Source document →
Content starts
Some of the men were deserting and had to be brought back by force and some officers were protesting against serving under regulars. The militia in Oxford county were even more troublesome...its militia showed little interest in making sacrifices for war. According to Sumner, they were "undisciplined, badly armed, miserably provided and worse commanded." ... Sumner could see no way of implementing a command agreement except by using force, which meant using militia against militia.

In 1826 he served on a board with a young Zachary Taylor to consider improvements in the militia. They recommended that "a complete system of tactics and exercise for cavalry and artillery of the militia" be created. This would organize the US militia who were so disjointed during the War of 1812. Congress however did not approve this plan.

===East Boston===
Through his maternal grandmother, Mehitable (née Stoddard) Hyslop, he was part of the Stoddard family, which owned Noddle's Island in Boston Harbor. Sumner's main accomplishment was the development of Noddle's Island as East Boston, an extension of the City of Boston, beginning in 1833, in partnership with Stephen White and Francis J. Oliver. The East Boston Company was created to conduct the development, and The East Boston Timber Company was created to supply wood from upstate New York to shipbuilders whom the Company hoped to attract to the shores of East Boston.
Content ends
Problems and tasks →
[A] Recast the paragraph of the Sumner excerpt beginning "Through his maternal grandmother" as a short bulleted list that keeps its main facts.
[B] Carry the Sumner excerpt forward, picking up after its last sentence about the East Boston Timber Company.

Data items →
Content starts
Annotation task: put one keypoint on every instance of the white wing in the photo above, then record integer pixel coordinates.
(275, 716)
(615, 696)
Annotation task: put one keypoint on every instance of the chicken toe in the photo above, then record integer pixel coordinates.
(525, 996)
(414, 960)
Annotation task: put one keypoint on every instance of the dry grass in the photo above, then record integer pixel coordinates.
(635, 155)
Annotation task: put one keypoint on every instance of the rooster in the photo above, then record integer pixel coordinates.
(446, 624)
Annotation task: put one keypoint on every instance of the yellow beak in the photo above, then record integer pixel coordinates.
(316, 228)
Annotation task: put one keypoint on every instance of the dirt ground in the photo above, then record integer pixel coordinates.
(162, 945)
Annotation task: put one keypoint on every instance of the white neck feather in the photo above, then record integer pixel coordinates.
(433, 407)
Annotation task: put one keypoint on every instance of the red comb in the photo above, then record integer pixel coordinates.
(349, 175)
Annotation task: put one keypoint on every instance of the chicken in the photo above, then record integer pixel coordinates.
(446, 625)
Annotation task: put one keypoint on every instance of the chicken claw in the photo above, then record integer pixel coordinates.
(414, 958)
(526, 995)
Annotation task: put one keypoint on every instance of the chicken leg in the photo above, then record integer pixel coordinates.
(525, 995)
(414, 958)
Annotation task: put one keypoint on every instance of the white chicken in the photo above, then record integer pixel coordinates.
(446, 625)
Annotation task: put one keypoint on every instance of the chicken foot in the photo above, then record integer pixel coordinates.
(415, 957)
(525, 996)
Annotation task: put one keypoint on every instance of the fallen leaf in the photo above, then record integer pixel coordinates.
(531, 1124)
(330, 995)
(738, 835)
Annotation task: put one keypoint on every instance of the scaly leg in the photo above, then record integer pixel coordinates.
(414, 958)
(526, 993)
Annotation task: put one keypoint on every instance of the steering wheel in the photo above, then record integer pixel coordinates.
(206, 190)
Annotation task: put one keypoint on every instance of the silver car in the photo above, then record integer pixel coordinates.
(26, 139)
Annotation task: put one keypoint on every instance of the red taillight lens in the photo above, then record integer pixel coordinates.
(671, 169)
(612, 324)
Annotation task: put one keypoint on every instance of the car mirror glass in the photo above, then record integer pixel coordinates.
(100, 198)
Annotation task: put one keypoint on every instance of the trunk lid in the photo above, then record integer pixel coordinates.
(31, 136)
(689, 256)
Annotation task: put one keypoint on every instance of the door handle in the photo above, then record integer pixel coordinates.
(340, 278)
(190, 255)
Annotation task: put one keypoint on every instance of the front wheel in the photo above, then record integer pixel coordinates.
Content ends
Task answers →
[A]
- Through his maternal grandmother, Mehitable (née Stoddard) Hyslop, Sumner belonged to the Stoddard family, which owned Noddle's Island in Boston Harbor.
- His main accomplishment was developing Noddle's Island as East Boston, an extension of the City of Boston, starting in 1833 with partners Stephen White and Francis J. Oliver.
- The East Boston Company was created to carry out the development.
- The East Boston Timber Company was created to supply wood from upstate New York to shipbuilders the Company hoped to attract to East Boston.

[B]
The East Boston Company, founded on March 25, 1833, laid out the first planned neighborhood in the city of Boston. Sumner served as its president and later on the executive committee of the company until he retired due to ill health in 1850 at age 70.

He spent many years writing the History of East Boston, a complete account of all of the early activities there, first published in 1858.

==Personal life==
Sumner was married three times. His first marriage was to Mary Ann (née DeWolf) Perry (1795–1834) in 1826. She was the widow of Lt. Raymond H. J. Perry of the United States Navy (brother of well-known Navy officers Oliver Hazard Perry and Matthew Calbraith Perry, all sons of Capt. Christopher Raymond Perry) and a daughter of U.S. Senator from Rhode Island James DeWolf. When he was in Boston, Sumner resided at the family house on Mount Vernon Street in Beacon Hill.

After resigning his office in 1834, he bought and moved to a large estate in Jamaica Plain. In 1836, he remarried to Maria Foster (née Doane) Greenough (d. 1843), the widow of his distant cousin, David Stoddard Greenough II.

After his second wife's death in 1843, he married thirdly to Mary Dickinson Kemble (1827–1872), a niece of Margaret Kemble Gage (wife of Gen. Thomas Gage, the last colonial Governor of Massachusetts), in 1848. Four years later in 1852, they moved to a Greek Revival and Italianate mansion on Roanoke Avenue.

Four years before his death, Sumner was stricken with paralysis and was unable to speak for a time. While he retained his mental faculties to the end, he eventually succumbed to the disease and died on October 24, 1861, in Boston. He was buried at the Forest Hills Cemetery in Jamaica Plain.

===Legacy===
William H. Sumner is also known for being the founder of the Massachusetts Horticultural Society. In tribute to his tireless work for East Boston, the Sumner Tunnel that runs under Boston Harbor between East Boston and Downtown Boston bears his name. Sumner Hill in Jamaica Plain and Sumner Road in Cambridge are also named for him.